▶

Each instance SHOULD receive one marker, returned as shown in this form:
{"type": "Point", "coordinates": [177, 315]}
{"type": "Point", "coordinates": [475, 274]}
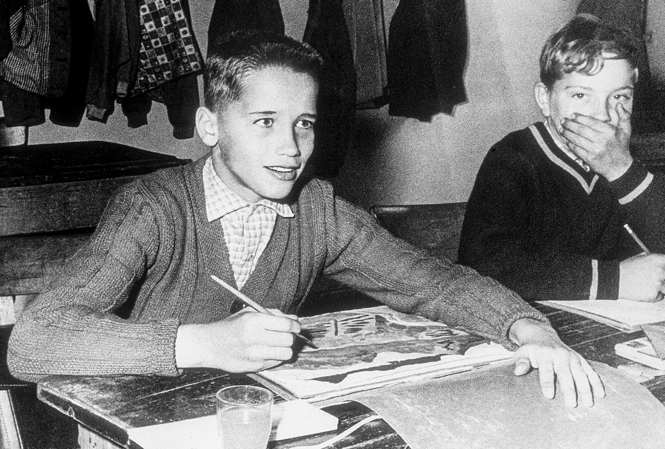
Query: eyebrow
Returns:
{"type": "Point", "coordinates": [574, 86]}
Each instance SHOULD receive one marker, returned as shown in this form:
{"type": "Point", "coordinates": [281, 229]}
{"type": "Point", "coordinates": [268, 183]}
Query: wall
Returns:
{"type": "Point", "coordinates": [396, 160]}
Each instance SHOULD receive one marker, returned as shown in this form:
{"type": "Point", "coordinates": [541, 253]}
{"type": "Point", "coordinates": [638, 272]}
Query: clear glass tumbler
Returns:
{"type": "Point", "coordinates": [243, 416]}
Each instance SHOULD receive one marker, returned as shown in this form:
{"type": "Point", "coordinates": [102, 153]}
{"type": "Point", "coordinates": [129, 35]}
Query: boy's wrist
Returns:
{"type": "Point", "coordinates": [186, 354]}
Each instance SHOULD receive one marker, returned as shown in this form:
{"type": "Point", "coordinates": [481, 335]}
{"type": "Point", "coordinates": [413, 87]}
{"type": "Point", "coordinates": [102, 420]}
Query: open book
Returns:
{"type": "Point", "coordinates": [369, 348]}
{"type": "Point", "coordinates": [622, 314]}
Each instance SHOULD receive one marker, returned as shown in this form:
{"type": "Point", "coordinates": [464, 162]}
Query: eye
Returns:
{"type": "Point", "coordinates": [265, 122]}
{"type": "Point", "coordinates": [623, 97]}
{"type": "Point", "coordinates": [305, 124]}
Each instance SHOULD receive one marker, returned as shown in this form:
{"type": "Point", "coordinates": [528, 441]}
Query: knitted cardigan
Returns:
{"type": "Point", "coordinates": [155, 249]}
{"type": "Point", "coordinates": [541, 225]}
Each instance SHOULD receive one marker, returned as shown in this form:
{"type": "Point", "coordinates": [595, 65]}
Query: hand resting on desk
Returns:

◀

-- WHAT IS REQUIRED --
Rewrite all the records with every "Returns" changed to "Output" and nothing else altered, leaving out the pictures.

-- CORRECT ANSWER --
Each instance SHOULD receive one marker, returned as shown in this form:
{"type": "Point", "coordinates": [177, 315]}
{"type": "Point", "coordinates": [475, 274]}
Query: eyebrow
Output:
{"type": "Point", "coordinates": [574, 86]}
Each instance SHOULD receive one marker, returned as shown in this form:
{"type": "Point", "coordinates": [281, 229]}
{"type": "Point", "coordinates": [268, 183]}
Query: wall
Output:
{"type": "Point", "coordinates": [396, 160]}
Each instance SHOULD receive one marker, returned as shown in this form:
{"type": "Point", "coordinates": [541, 253]}
{"type": "Point", "coordinates": [638, 272]}
Query: clear glass tumbler
Output:
{"type": "Point", "coordinates": [243, 416]}
Each instance SHOULD receive one marker, returned as shown in this form:
{"type": "Point", "coordinates": [102, 153]}
{"type": "Point", "coordinates": [129, 35]}
Query: boy's wrist
Output:
{"type": "Point", "coordinates": [186, 354]}
Each instance SHOULD receive one marker, returned as shown in this form:
{"type": "Point", "coordinates": [481, 335]}
{"type": "Point", "coordinates": [413, 87]}
{"type": "Point", "coordinates": [102, 420]}
Query: open book
Output:
{"type": "Point", "coordinates": [369, 348]}
{"type": "Point", "coordinates": [622, 314]}
Each instance SHOULD receive one marker, returned as shown in this form:
{"type": "Point", "coordinates": [464, 162]}
Query: eye
Output:
{"type": "Point", "coordinates": [265, 122]}
{"type": "Point", "coordinates": [623, 97]}
{"type": "Point", "coordinates": [305, 124]}
Each instance SHOULD receive one marker, returned as shown in this form:
{"type": "Point", "coordinates": [528, 441]}
Query: knitted cardigan
Output:
{"type": "Point", "coordinates": [155, 249]}
{"type": "Point", "coordinates": [541, 225]}
Each instance SHOULD receive one marker, returned as shown in this form:
{"type": "Point", "coordinates": [595, 65]}
Query: hand resting on desk
Output:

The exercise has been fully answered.